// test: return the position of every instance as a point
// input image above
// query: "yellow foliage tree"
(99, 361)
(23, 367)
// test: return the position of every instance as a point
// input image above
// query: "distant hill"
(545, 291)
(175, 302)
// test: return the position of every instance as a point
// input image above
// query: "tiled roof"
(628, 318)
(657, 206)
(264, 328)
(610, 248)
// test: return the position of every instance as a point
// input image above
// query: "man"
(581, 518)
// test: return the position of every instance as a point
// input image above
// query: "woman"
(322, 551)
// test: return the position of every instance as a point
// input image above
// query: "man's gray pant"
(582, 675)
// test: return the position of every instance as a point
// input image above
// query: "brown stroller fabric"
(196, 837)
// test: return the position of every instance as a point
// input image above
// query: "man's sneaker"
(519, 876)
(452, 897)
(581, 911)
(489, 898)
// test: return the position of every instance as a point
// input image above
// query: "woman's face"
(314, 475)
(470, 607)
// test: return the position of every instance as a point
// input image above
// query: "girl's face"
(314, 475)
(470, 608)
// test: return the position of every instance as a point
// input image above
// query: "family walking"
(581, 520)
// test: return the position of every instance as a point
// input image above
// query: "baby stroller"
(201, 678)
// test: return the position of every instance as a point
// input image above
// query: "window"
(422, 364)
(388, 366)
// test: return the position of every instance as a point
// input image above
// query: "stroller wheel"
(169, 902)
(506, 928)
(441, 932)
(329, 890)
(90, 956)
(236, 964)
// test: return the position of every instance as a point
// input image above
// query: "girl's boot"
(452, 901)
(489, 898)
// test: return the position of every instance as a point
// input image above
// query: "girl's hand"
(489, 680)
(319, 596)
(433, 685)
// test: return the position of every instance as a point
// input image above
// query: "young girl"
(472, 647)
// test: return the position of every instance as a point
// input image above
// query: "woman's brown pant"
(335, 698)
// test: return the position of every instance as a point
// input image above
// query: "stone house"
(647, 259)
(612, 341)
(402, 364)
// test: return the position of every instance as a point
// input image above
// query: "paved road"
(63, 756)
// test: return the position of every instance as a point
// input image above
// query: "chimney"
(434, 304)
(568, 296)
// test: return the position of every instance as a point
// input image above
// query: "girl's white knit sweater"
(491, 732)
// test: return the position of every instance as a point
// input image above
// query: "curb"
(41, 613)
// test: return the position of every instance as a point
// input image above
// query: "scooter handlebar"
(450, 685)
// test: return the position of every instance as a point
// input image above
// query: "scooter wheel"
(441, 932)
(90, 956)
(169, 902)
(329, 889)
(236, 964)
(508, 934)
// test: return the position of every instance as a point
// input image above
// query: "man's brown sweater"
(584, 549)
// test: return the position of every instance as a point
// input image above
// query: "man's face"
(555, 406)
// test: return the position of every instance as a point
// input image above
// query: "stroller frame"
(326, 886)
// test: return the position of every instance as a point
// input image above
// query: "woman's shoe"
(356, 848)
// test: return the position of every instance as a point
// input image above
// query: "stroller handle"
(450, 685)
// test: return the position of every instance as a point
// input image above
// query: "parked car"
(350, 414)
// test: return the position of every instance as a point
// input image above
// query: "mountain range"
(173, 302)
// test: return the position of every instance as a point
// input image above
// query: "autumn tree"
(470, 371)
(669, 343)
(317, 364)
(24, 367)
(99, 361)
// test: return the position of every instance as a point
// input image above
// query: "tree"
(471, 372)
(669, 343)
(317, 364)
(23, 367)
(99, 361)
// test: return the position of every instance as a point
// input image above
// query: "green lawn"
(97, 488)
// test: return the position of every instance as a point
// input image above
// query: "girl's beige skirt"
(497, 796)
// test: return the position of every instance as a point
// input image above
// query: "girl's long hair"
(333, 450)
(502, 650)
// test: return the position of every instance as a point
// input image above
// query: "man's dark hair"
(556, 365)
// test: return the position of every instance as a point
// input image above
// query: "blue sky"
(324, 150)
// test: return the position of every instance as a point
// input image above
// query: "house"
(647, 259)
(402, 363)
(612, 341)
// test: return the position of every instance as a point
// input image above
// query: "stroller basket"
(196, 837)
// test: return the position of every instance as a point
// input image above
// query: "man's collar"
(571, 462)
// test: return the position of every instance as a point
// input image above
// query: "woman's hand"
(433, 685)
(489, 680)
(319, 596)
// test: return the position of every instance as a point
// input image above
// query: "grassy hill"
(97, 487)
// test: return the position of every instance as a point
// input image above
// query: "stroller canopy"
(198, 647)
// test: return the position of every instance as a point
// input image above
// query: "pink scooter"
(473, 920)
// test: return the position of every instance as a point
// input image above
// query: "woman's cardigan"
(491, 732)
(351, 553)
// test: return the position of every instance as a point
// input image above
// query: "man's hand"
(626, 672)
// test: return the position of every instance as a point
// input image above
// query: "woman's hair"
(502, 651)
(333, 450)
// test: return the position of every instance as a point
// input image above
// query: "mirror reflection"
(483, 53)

=-=-=

§ GIVEN PROBLEM
Give back all the data exactly as written.

§ RIGHT ANSWER
// test: return the position of every instance as a point
// input image above
// query: "yellow foliage tree"
(99, 361)
(23, 367)
// test: return the position of every instance as a point
// input image above
// query: "distant hill"
(545, 291)
(175, 302)
// test: return the position of every instance as a point
// input image above
// query: "tiled roof"
(628, 318)
(657, 206)
(264, 328)
(610, 248)
// test: return the position of every instance as a point
// input image above
// query: "man"
(581, 518)
// test: return the position of every instance as a point
// input image above
// query: "woman"
(322, 551)
// test: return the position of every instance as a point
// input image above
// query: "man's gray pant"
(582, 675)
// test: return the position of every instance as a point
// input image above
// query: "brown stroller fabric"
(196, 837)
// test: return the position of every instance as a point
// input image above
// query: "man's sneaker"
(519, 876)
(452, 897)
(581, 911)
(489, 898)
// test: return the position of every instance as a point
// input image above
// query: "woman's face"
(314, 475)
(470, 607)
// test: return the position of every instance as a point
// input image above
// query: "girl's face"
(314, 475)
(470, 608)
// test: return the position of every instance as a point
// input image above
// query: "family walking"
(581, 520)
// test: return the position of every instance as a point
// input image above
// query: "baby stroller"
(201, 678)
// test: return the position of every instance as a point
// input image above
// query: "window"
(422, 364)
(388, 366)
// test: return the position of every instance as a point
// input image above
// query: "stroller wheel"
(169, 902)
(506, 928)
(441, 932)
(329, 890)
(90, 956)
(236, 964)
// test: return the position of every instance as a point
// input image above
// query: "girl's boot"
(452, 901)
(489, 898)
// test: return the position of every instance as a point
// input image above
// query: "girl's hand"
(489, 680)
(319, 596)
(433, 685)
// test: return the position of every instance as a point
// input image above
// query: "young girl"
(472, 647)
// test: return the position of every instance as a point
// input image above
// query: "woman's brown pant"
(335, 698)
// test: return the position of every instance as a point
// input image above
// query: "stone house"
(647, 259)
(612, 341)
(402, 364)
// test: return the position of every instance as a point
// input image above
// query: "paved road"
(63, 756)
// test: return the position of every instance as a point
// input image above
// query: "chimney"
(434, 304)
(568, 296)
// test: return the position of every instance as a point
// input image above
// query: "girl's white knit sweater"
(491, 732)
// test: return the position of every instance as a point
// input image above
// query: "curb"
(41, 613)
// test: return the position of every instance as a point
// input image above
// query: "scooter handlebar"
(450, 685)
// test: return the position of every instance as a point
// input image above
// query: "scooter wheel"
(441, 932)
(90, 956)
(169, 902)
(329, 889)
(236, 964)
(508, 934)
// test: return the position of every instance as a point
// input image above
// query: "man's brown sweater"
(584, 549)
// test: return the position of every instance as a point
// input image above
// query: "man's face"
(555, 406)
// test: return the position of every instance as a point
// input image above
// query: "stroller frame"
(326, 886)
// test: return the position of every instance as a point
// input image above
// query: "woman's shoe"
(356, 848)
// test: return the position of every instance as a point
// input image above
// query: "stroller handle"
(450, 685)
// test: return the position of every instance as a point
// input image above
// query: "parked car"
(350, 414)
// test: return the position of every instance as a point
// input image above
// query: "mountain range"
(173, 302)
// test: return the position of every instance as a point
// input image above
// query: "autumn tree"
(470, 371)
(669, 343)
(317, 364)
(24, 367)
(99, 361)
// test: return the position of every instance as a point
// input image above
// query: "tree"
(471, 372)
(669, 343)
(317, 364)
(23, 367)
(99, 361)
// test: return the position of every instance as a point
// input image above
// query: "green lawn"
(97, 488)
// test: return the position of every instance as a point
// input image above
// query: "girl's beige skirt"
(497, 796)
// test: return the position of every instance as a point
// input image above
// query: "girl's long hair"
(333, 450)
(502, 650)
// test: return the position of every instance as a point
// input image above
// query: "man's dark hair"
(556, 365)
// test: return the position of every instance as a point
// input image above
// query: "blue sky"
(324, 150)
// test: return the position of every instance as a point
// input image above
// query: "house"
(647, 259)
(402, 363)
(612, 341)
// test: return the position of every instance as a point
// input image above
// query: "stroller basket"
(196, 837)
// test: return the position of every instance as a point
// input image above
// query: "man's collar"
(571, 462)
// test: return the position of every instance as a point
// input image above
// query: "woman's hand"
(433, 685)
(489, 680)
(319, 596)
// test: return the position of every instance as a point
// input image above
// query: "grassy hill"
(97, 487)
// test: return the position of every instance as a point
// input image above
// query: "stroller canopy"
(198, 647)
// test: return the position of every instance as a point
// input image above
// query: "pink scooter"
(473, 920)
// test: return the position of every instance as a point
// input image above
// query: "woman's cardigan"
(491, 732)
(351, 553)
// test: return the position of every instance as a point
// input image above
// query: "man's hand"
(626, 672)
// test: return the position of every instance as a point
// input image above
// query: "woman's hair"
(502, 651)
(333, 450)
// test: return the position of every instance as a point
// input image above
// query: "mirror reflection"
(483, 53)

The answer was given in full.